# Where can you find wooden dowels for making rock candy



## nicko (Oct 5, 2001)

Anyone know a resource on the internet for the wooden dowels they used for the old fashioned rock candy?

Thanks,


----------



## sgmchef (Sep 30, 2006)

Hi Nicko,

Short answer, no.

Options, I was at Menards and bought a 3 foot dowel for 18 cents, They had smaller, suitable for rock candy, dowels for 12 cents each. These can be cut with a sturdy pair of kitchen shears.

Another option could be just using some Bamboo skewers.

Just a few thoughts from the edge....


----------



## ed buchanan (May 29, 2006)

You can use the heavy 5 inch skewers if your talking about the rock candy coffee type stir stix. Sysco sells them. 
Or if you want the big ones Home Depot has all kinds of dowls

Bamboo skewers wont work, they tend to bend and are to long


----------



## izbnso (May 12, 2007)

Did some Googling:

These are small and for lollis. However, they are coming from the UK, don't know what that will do to shipping
http://www.loynds.co.uk/Packaging/Sticks/wooden_candy_sticks.shtml

These are larger than I think you are looking for.
━━━━━━━━━━━━━━━━━━━━━━━━━━━━━━
● INSTRUCTION 1:
Answer these questions about the rock candy dowel thread:
(a) What price does sgmchef give for the 3 foot dowel bought at Menards?
(b) Which company does ed buchanan say sells the heavy 5 inch skewers?
(c) From what country are the wooden candy sticks found by izbnso coming?
The forum thread above has no connection to the records that follow.
━━━━━━━━━━━━━━━━━━━━━━━━━━━━━━
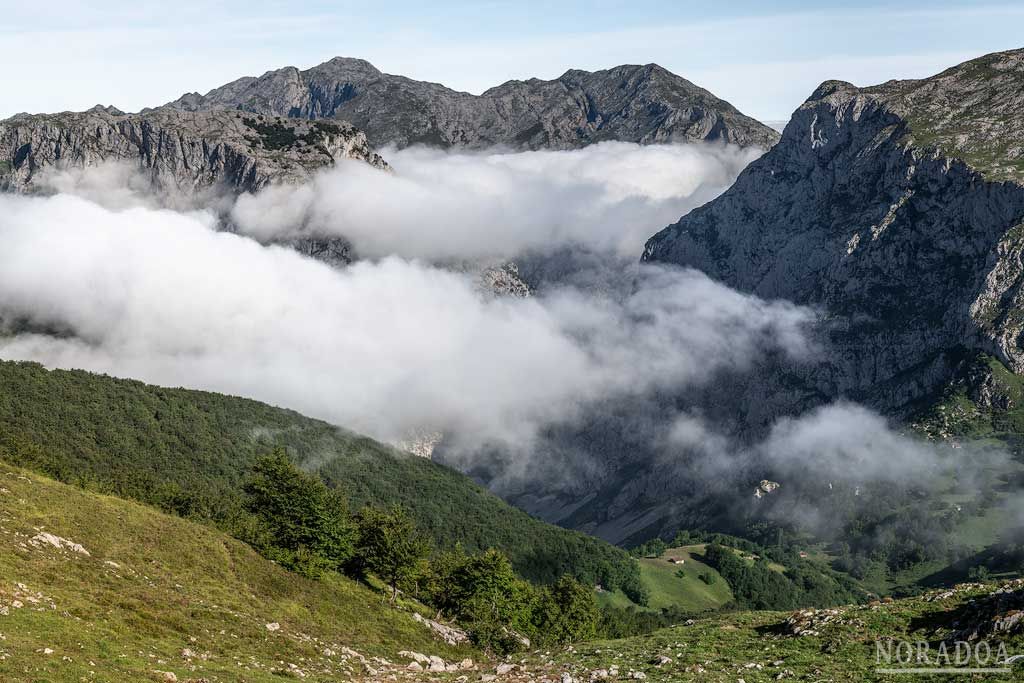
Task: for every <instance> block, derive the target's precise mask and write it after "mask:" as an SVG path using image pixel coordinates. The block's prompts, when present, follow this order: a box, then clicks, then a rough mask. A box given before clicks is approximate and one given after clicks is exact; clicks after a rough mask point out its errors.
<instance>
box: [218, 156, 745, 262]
mask: <svg viewBox="0 0 1024 683" xmlns="http://www.w3.org/2000/svg"><path fill="white" fill-rule="evenodd" d="M760 154H761V152H760V151H756V150H740V148H738V147H733V146H719V145H703V144H686V145H647V146H641V145H638V144H633V143H627V142H602V143H600V144H595V145H591V146H588V147H585V148H583V150H575V151H570V152H527V153H479V154H470V153H445V152H439V151H433V150H426V148H422V147H419V148H410V150H402V151H390V152H385V158H386V159H387V160H388V162H389V163H390V164H391V166H392V167H393V169H394V171H393V172H385V171H380V170H377V169H374V168H371V167H370V166H368V165H366V164H364V163H361V162H354V161H351V162H343V163H341V164H339V165H338V167H337V168H335V169H333V170H331V171H328V172H325V173H321V174H318V175H317V176H316V177H315V178H314V179H313V180H312V181H311V182H310V183H307V184H304V185H301V186H280V187H271V188H268V189H264V190H263V191H261V193H259V194H258V195H246V196H243V197H242V198H240V199H239V201H238V203H237V204H236V206H234V208H233V210H232V212H231V218H232V220H233V222H234V223H236V224H237V226H238V228H239V229H240V230H241V231H243V232H247V233H249V234H252V236H254V237H256V238H257V239H259V240H260V241H263V242H272V241H275V240H285V239H291V238H296V237H303V236H309V234H314V236H316V237H326V236H337V237H344V238H346V239H348V240H349V241H351V242H352V244H353V245H354V246H355V250H356V252H357V253H359V254H360V255H362V256H366V257H371V258H377V257H383V256H387V255H392V254H395V255H399V256H404V257H409V258H423V259H427V260H431V261H440V260H446V259H482V258H510V257H514V256H517V255H519V254H520V253H522V252H525V251H530V250H541V251H551V250H554V249H557V248H559V247H563V246H566V245H580V246H583V247H586V248H588V249H592V250H597V251H602V252H609V253H612V254H616V255H620V256H628V257H629V258H631V259H636V258H639V254H640V252H641V251H642V250H643V244H644V242H645V241H646V240H647V238H649V237H650V236H651V234H653V233H654V232H655V231H657V230H658V229H660V228H663V227H665V226H666V225H668V224H670V223H673V222H675V221H676V220H678V219H679V217H680V216H681V215H683V214H684V213H686V212H688V211H689V210H690V209H692V208H694V207H696V206H699V205H701V204H703V203H706V202H708V201H710V200H712V199H714V198H715V197H716V196H718V195H719V194H721V193H722V191H723V190H725V188H726V187H728V186H729V185H730V184H731V183H732V181H733V180H734V179H735V177H736V175H738V174H739V172H740V171H741V170H742V169H743V167H745V166H746V165H748V164H749V163H750V162H751V161H753V160H754V159H756V158H757V157H758V156H759V155H760Z"/></svg>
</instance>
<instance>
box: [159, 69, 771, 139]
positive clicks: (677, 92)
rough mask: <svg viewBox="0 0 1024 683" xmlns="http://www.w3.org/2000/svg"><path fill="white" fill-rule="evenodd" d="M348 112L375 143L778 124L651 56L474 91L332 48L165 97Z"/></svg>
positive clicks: (628, 133) (250, 105)
mask: <svg viewBox="0 0 1024 683" xmlns="http://www.w3.org/2000/svg"><path fill="white" fill-rule="evenodd" d="M166 106H167V108H172V109H177V110H183V111H187V112H199V111H210V110H217V109H238V110H243V111H246V112H253V113H257V114H263V115H267V116H282V117H296V118H305V119H323V118H330V119H340V120H344V121H349V122H351V123H352V124H353V125H355V126H356V127H357V128H358V129H359V130H364V131H366V133H367V136H368V137H369V139H370V141H371V142H372V143H373V144H375V145H385V144H389V145H394V146H398V147H404V146H409V145H411V144H428V145H432V146H442V147H447V146H456V147H461V146H465V147H487V146H493V145H496V144H500V145H504V146H510V147H514V148H527V150H539V148H548V150H551V148H554V150H568V148H574V147H581V146H584V145H586V144H591V143H593V142H600V141H602V140H621V141H629V142H640V143H651V142H695V141H709V142H731V143H734V144H739V145H757V146H761V147H768V146H770V145H771V144H772V143H774V142H775V140H777V139H778V133H776V132H775V131H774V130H772V129H771V128H769V127H767V126H765V125H764V124H762V123H760V122H758V121H756V120H754V119H751V118H750V117H746V116H744V115H742V114H741V113H740V112H739V111H737V110H736V108H734V106H733V105H732V104H730V103H729V102H727V101H725V100H723V99H720V98H718V97H716V96H715V95H714V94H712V93H711V92H709V91H707V90H705V89H703V88H700V87H698V86H696V85H694V84H693V83H690V82H689V81H687V80H686V79H684V78H681V77H679V76H677V75H675V74H673V73H671V72H669V71H667V70H665V69H663V68H662V67H658V66H657V65H645V66H634V65H624V66H621V67H615V68H613V69H608V70H604V71H596V72H587V71H580V70H571V71H567V72H565V74H563V75H562V76H560V77H559V78H557V79H554V80H551V81H544V80H541V79H537V78H532V79H529V80H526V81H509V82H507V83H504V84H502V85H499V86H497V87H494V88H490V89H489V90H487V91H485V92H483V93H482V94H480V95H472V94H470V93H468V92H459V91H456V90H452V89H451V88H446V87H444V86H443V85H440V84H437V83H427V82H423V81H415V80H413V79H410V78H406V77H403V76H392V75H390V74H384V73H382V72H380V71H378V70H377V69H376V68H375V67H374V66H373V65H371V63H370V62H368V61H365V60H362V59H351V58H345V57H336V58H334V59H331V60H329V61H326V62H324V63H322V65H318V66H316V67H313V68H312V69H307V70H305V71H300V70H298V69H296V68H294V67H286V68H284V69H279V70H276V71H271V72H267V73H266V74H263V75H262V76H260V77H258V78H253V77H247V78H241V79H239V80H237V81H232V82H231V83H228V84H226V85H224V86H222V87H219V88H216V89H214V90H211V91H210V92H208V93H206V94H205V95H201V94H199V93H198V92H194V93H189V94H186V95H183V96H182V97H180V98H179V99H177V100H175V101H173V102H171V103H169V104H168V105H166Z"/></svg>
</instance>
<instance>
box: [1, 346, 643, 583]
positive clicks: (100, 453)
mask: <svg viewBox="0 0 1024 683" xmlns="http://www.w3.org/2000/svg"><path fill="white" fill-rule="evenodd" d="M275 447H284V449H286V450H287V452H288V454H289V455H290V456H291V457H292V459H293V460H295V461H296V462H297V463H299V464H300V465H302V466H303V467H304V468H305V469H306V470H308V471H312V472H316V473H318V474H319V475H321V476H322V477H323V478H324V479H325V480H326V481H327V482H328V483H329V484H331V485H333V486H337V487H340V488H342V489H343V490H344V492H346V493H347V495H348V497H349V501H350V507H351V508H352V509H353V510H357V509H358V508H360V507H361V506H364V505H367V504H376V505H383V506H390V505H400V506H402V507H404V508H407V509H408V510H409V512H410V514H411V515H412V517H413V519H414V520H415V522H416V524H417V525H418V526H419V527H420V528H421V529H423V530H424V531H426V532H427V533H428V535H429V536H430V537H431V538H432V540H433V542H434V544H435V545H436V546H437V547H438V548H441V549H443V548H453V547H455V546H456V544H460V545H461V546H462V547H463V549H465V550H466V551H468V552H475V551H479V550H485V549H487V548H492V547H493V548H498V549H501V550H503V551H504V552H505V553H507V554H508V555H509V557H510V559H511V560H512V562H513V564H514V566H515V568H516V569H517V570H518V571H519V572H520V573H521V574H522V575H523V577H524V578H526V579H529V580H531V581H537V582H541V583H552V582H554V581H555V580H557V579H558V578H559V577H561V575H562V574H564V573H568V574H571V575H573V577H575V578H578V579H580V580H581V581H583V582H584V583H587V584H591V585H595V584H601V585H602V586H605V587H610V588H616V587H617V588H622V589H623V590H625V591H626V592H627V593H628V594H630V595H631V596H633V597H634V598H635V599H642V597H641V594H642V589H641V588H640V583H639V570H638V568H637V566H636V563H635V562H634V561H633V560H632V559H631V558H630V557H629V556H628V555H627V553H626V552H625V551H623V550H621V549H618V548H615V547H613V546H611V545H609V544H606V543H604V542H602V541H599V540H597V539H593V538H591V537H587V536H584V535H582V533H578V532H574V531H569V530H565V529H562V528H559V527H556V526H552V525H550V524H546V523H544V522H541V521H539V520H537V519H534V518H532V517H530V516H529V515H527V514H526V513H524V512H522V511H520V510H517V509H515V508H513V507H511V506H509V505H507V504H505V503H504V502H502V501H501V500H500V499H498V498H497V497H495V496H494V495H492V494H489V493H487V492H486V490H485V489H484V488H482V487H480V486H478V485H476V484H475V483H473V482H472V481H471V480H470V479H469V478H467V477H466V476H464V475H462V474H460V473H458V472H456V471H454V470H451V469H449V468H446V467H443V466H440V465H437V464H435V463H433V462H431V461H429V460H425V459H422V458H417V457H414V456H410V455H408V454H404V453H402V452H399V451H396V450H394V449H391V447H389V446H386V445H384V444H381V443H379V442H377V441H374V440H373V439H370V438H367V437H362V436H359V435H357V434H353V433H351V432H347V431H344V430H341V429H338V428H336V427H334V426H332V425H329V424H328V423H325V422H321V421H318V420H312V419H309V418H305V417H303V416H301V415H299V414H297V413H295V412H292V411H287V410H282V409H278V408H272V407H270V405H266V404H264V403H260V402H257V401H253V400H248V399H243V398H237V397H231V396H224V395H220V394H215V393H209V392H202V391H191V390H185V389H168V388H161V387H156V386H150V385H145V384H143V383H141V382H136V381H129V380H120V379H115V378H111V377H105V376H99V375H94V374H90V373H85V372H80V371H47V370H45V369H44V368H43V367H42V366H39V365H36V364H24V362H9V361H0V457H2V458H4V459H6V460H8V461H9V462H12V463H14V464H18V465H23V466H26V467H29V468H32V469H35V470H37V471H40V472H43V473H45V474H48V475H50V476H53V477H54V478H56V479H58V480H60V481H65V482H70V483H75V484H78V485H81V486H84V487H87V488H90V489H94V490H98V492H103V493H110V494H115V495H118V496H122V497H126V498H132V499H135V500H139V501H142V502H145V503H150V504H153V505H156V506H157V507H159V508H161V509H163V510H166V511H170V512H174V513H177V514H180V515H182V516H186V517H193V518H198V519H210V520H213V521H215V522H217V523H218V524H221V525H229V524H231V523H232V522H233V520H236V519H237V518H238V517H239V516H240V515H243V514H244V511H243V505H242V498H241V486H242V484H243V482H244V480H245V478H246V476H247V475H248V473H249V471H250V469H251V468H252V465H253V463H254V462H255V460H256V458H258V457H259V456H261V455H265V454H268V453H270V452H271V451H273V450H274V449H275Z"/></svg>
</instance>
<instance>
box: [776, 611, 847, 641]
mask: <svg viewBox="0 0 1024 683" xmlns="http://www.w3.org/2000/svg"><path fill="white" fill-rule="evenodd" d="M843 614H844V611H843V610H842V609H813V608H811V609H798V610H797V611H795V612H793V614H791V615H790V617H788V618H786V620H785V622H783V624H782V631H783V633H785V635H788V636H820V635H821V630H822V629H823V628H824V627H825V626H827V625H829V624H839V623H841V617H842V616H843Z"/></svg>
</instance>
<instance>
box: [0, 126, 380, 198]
mask: <svg viewBox="0 0 1024 683" xmlns="http://www.w3.org/2000/svg"><path fill="white" fill-rule="evenodd" d="M274 126H276V127H274ZM340 159H359V160H362V161H366V162H368V163H370V164H373V165H374V166H378V167H380V168H384V167H385V166H386V165H385V164H384V162H383V160H382V159H381V158H380V157H379V156H378V155H376V154H374V152H373V151H372V150H371V148H370V145H369V144H368V142H367V139H366V136H365V135H364V134H362V133H361V132H359V131H357V130H355V129H354V128H352V127H351V126H349V125H347V124H318V123H310V122H308V121H302V120H299V121H288V120H285V121H283V122H279V121H275V120H273V119H272V118H267V119H265V120H262V119H260V120H258V119H256V118H251V117H249V116H248V115H242V114H239V113H232V112H223V111H220V112H202V113H185V112H176V111H171V110H166V111H160V112H150V113H147V114H144V115H125V114H122V113H121V112H117V111H116V110H110V109H103V108H94V109H92V110H90V111H88V112H83V113H62V114H53V115H37V116H29V115H19V116H16V117H13V118H11V119H7V120H5V121H2V122H0V187H2V188H4V189H8V190H14V191H31V190H32V189H34V188H35V187H36V186H37V184H38V182H37V181H38V179H39V174H40V173H41V172H44V171H46V170H50V169H74V168H85V167H90V166H97V165H99V164H102V163H104V162H111V161H120V162H126V163H129V164H131V165H137V167H138V168H139V169H141V170H142V171H144V172H145V173H146V175H148V176H150V177H151V178H152V179H153V181H154V183H155V184H156V185H157V186H158V187H159V188H161V189H164V190H174V191H177V193H180V194H182V195H186V196H187V195H190V194H193V193H195V191H196V190H199V189H204V188H208V187H212V186H215V185H222V186H223V187H225V188H226V189H228V190H231V191H252V190H256V189H259V188H260V187H263V186H264V185H266V184H267V183H269V182H271V181H296V180H301V179H304V178H306V177H308V176H309V175H310V174H311V173H312V172H313V171H315V170H317V169H319V168H323V167H325V166H328V165H331V164H334V163H335V161H337V160H340Z"/></svg>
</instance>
━━━━━━━━━━━━━━━━━━━━━━━━━━━━━━
● INSTRUCTION 2: Render the records as a numbered list, from the start of the records up to and including the line with "box: [218, 156, 745, 262]". Omit blank lines and leave the pictures out.

● TASK RESULT 1:
(a) 18 cents
(b) Sysco
(c) The UK

● TASK RESULT 2:
1. Task: for every <instance> block, derive the target's precise mask and write it after "mask:" as an SVG path using image pixel coordinates. The block's prompts, when present, follow this order: a box, then clicks, then a rough mask. A box given before clicks is approximate and one given after clicks is exact; clicks after a rough mask point out its errors.
2. <instance>
3. box: [218, 156, 745, 262]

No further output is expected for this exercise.